▶ _PROBLEM TO SOLVE_: Find each line in the records below that contains the string "locate", treating uppercase and lowercase as different, and copy those lines.

▶ _INPUT_:
+===+

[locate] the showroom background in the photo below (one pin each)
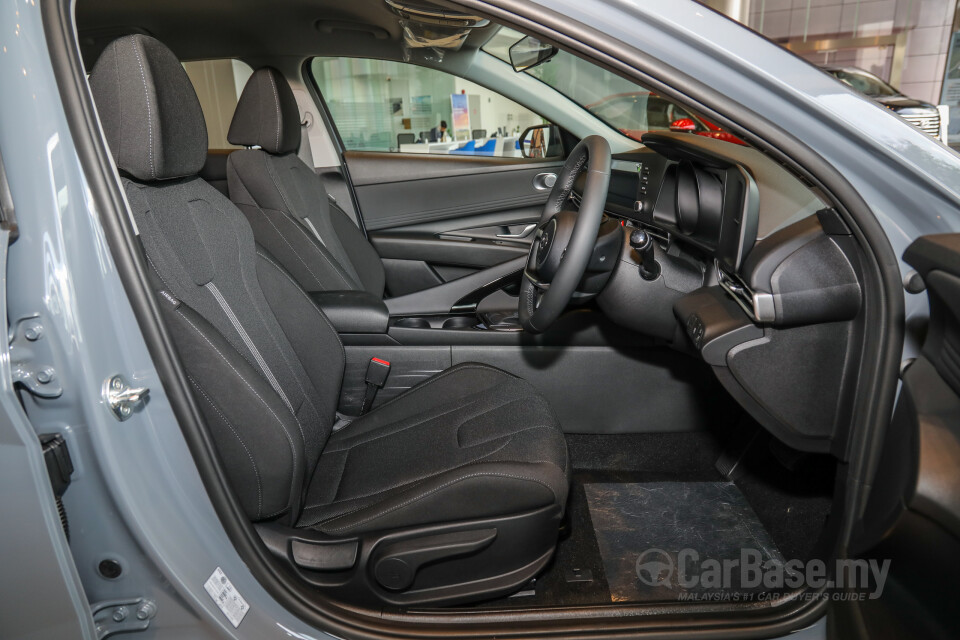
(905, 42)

+===+

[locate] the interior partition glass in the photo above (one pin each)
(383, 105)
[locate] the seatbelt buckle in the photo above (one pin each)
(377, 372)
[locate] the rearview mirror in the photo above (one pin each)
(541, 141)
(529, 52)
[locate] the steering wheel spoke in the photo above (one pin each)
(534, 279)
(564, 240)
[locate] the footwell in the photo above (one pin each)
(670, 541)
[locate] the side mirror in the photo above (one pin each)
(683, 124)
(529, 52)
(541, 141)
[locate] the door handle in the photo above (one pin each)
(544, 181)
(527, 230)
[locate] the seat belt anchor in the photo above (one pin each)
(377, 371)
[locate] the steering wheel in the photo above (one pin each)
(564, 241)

+===+

▶ _RESPONSE TO THIS TASK_:
[locate] the showroom background in the photo below (one pin each)
[locate] the interior partition glass in the photo above (one pin each)
[locate] the seatbelt buckle in the photo above (one pin each)
[locate] the rearview mirror in the photo above (one pin each)
[locate] the steering wheel spoke in the photo above (one pin each)
[locate] the footwell in the photo above (one pin each)
[locate] the side mirror in the photo above (one pin each)
[locate] the door handle in the photo above (one pin each)
[locate] the seat belt anchor in the photo above (one pin each)
[locate] the steering wheel in the photo above (one pin each)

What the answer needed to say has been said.